ABOUT THIS EXERCISE: Would you return the entries below exactly from the line containing "Seedling-scouting request: tag the road" onward, ending with the final line and including it, and nothing else?

Stored records
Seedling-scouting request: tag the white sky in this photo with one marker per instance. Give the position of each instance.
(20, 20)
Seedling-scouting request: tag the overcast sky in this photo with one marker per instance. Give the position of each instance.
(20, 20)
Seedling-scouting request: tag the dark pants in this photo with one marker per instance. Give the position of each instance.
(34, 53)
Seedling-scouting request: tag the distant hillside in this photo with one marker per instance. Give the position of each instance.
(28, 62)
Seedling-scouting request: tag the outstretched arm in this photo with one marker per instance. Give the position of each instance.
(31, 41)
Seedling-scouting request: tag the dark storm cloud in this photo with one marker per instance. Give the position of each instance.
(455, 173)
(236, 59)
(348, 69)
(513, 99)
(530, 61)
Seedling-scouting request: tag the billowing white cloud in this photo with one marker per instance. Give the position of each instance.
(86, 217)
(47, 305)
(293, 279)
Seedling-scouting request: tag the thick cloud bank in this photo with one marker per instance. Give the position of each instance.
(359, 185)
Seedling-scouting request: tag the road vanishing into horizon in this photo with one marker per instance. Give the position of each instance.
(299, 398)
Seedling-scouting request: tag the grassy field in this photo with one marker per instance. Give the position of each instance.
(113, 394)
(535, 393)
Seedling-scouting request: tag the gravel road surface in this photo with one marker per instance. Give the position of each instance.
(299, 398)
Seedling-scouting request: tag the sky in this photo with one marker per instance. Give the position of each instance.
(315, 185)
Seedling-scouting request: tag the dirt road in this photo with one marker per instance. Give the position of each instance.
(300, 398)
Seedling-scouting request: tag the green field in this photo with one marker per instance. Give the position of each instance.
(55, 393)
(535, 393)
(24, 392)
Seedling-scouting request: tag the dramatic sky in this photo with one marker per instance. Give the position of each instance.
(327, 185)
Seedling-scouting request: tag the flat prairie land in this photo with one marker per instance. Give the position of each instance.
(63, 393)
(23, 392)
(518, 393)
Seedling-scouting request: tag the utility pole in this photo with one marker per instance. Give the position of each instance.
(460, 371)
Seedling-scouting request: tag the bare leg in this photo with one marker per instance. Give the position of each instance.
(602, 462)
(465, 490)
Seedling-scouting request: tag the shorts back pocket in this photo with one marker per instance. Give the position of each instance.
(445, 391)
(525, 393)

TASK RESPONSE:
Seedling-scouting request: tag the road vanishing into horizon in this photo with one marker per instance. Give the position of each instance.
(299, 398)
Seedling-scouting request: tag the grassy field in this photo with one marker per instance. Give the position of each instance.
(113, 394)
(535, 393)
Seedling-scouting request: tag the gravel road surface in this photo with one marker per instance. Give the position of each instance.
(299, 398)
Seedling-scouting request: tag the sky in this photo with one marker per instance. Give the position of each instance.
(315, 185)
Seedling-scouting request: tag the dirt road in this photo with one marker per instance. Give the position of each instance.
(300, 398)
Seedling-scouting request: tag the green field in this photo with one marker per instance. Give the position of each instance.
(55, 393)
(535, 393)
(24, 392)
Seedling-scouting request: tag the dramatic sky in this photo with one marker per instance. Give the position of each instance.
(327, 185)
Seedling-scouting request: tag the flat prairie land in this photo with one marker per instance. Give the position of each instance.
(63, 393)
(23, 392)
(518, 393)
Seedling-scouting request: tag the utility pole in this photo with one marker per instance. Give the position of each instance.
(460, 371)
Seedling-scouting request: tag the bare leg in this photo with one marker per instance. Give the position of each instance.
(602, 462)
(465, 490)
Seedling-scouting request: tag the shorts back pocket in this photo with one marker per instance. Give the position of each instance.
(445, 391)
(525, 393)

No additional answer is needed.